Pointing dataset records
- - -
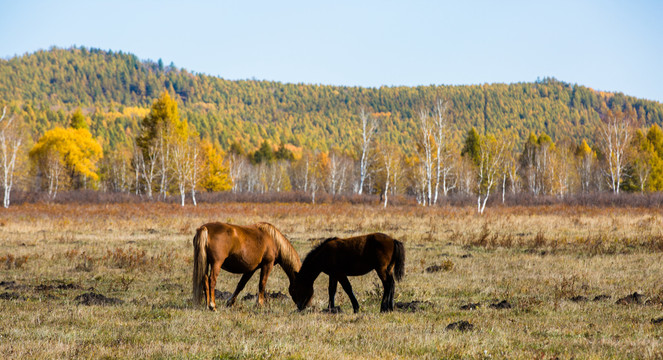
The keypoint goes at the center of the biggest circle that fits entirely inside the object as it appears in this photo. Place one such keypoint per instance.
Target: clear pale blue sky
(606, 45)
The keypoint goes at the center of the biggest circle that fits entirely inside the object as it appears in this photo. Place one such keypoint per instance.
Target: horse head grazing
(301, 294)
(340, 258)
(301, 290)
(241, 250)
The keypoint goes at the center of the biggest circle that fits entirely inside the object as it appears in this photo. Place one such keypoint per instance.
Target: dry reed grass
(536, 258)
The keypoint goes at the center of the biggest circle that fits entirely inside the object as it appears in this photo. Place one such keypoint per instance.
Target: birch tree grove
(426, 150)
(10, 142)
(614, 134)
(369, 127)
(491, 153)
(443, 163)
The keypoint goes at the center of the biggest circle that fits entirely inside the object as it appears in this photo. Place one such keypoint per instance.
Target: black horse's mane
- - -
» TASK GOAL
Retype all of the records above word for word. Omit the pictures from your copy.

» TASK RESPONSE
The keypoint goes at the center of the biggest circle that fits entirely inside the object as it appears in this photo. Place one such keypoint per instance.
Target: clear pale blue sky
(606, 45)
The keypoint goes at the center of the biggest circle that fits entirely inside the object as it appears in this photo. Place one such keypoint per instance.
Target: horse head grazing
(301, 294)
(340, 258)
(301, 290)
(241, 250)
The keypoint goes at the center of the biggest circle that fits entirely inside the object as it appears in this photo. Place one such keypoint per instance.
Target: dry reed grass
(536, 258)
The keypoint goes at the center of the biggest circle that fits entirely inside the object as it appears in this photo. Place one such keypoint per instance.
Target: birch tree grove
(426, 150)
(10, 142)
(614, 134)
(369, 127)
(491, 153)
(443, 163)
The keypoint goes at the center of the biggest circle that fits entirely inside the object as it appears in this photo. Place one such keypoint per instance.
Target: black horse's mane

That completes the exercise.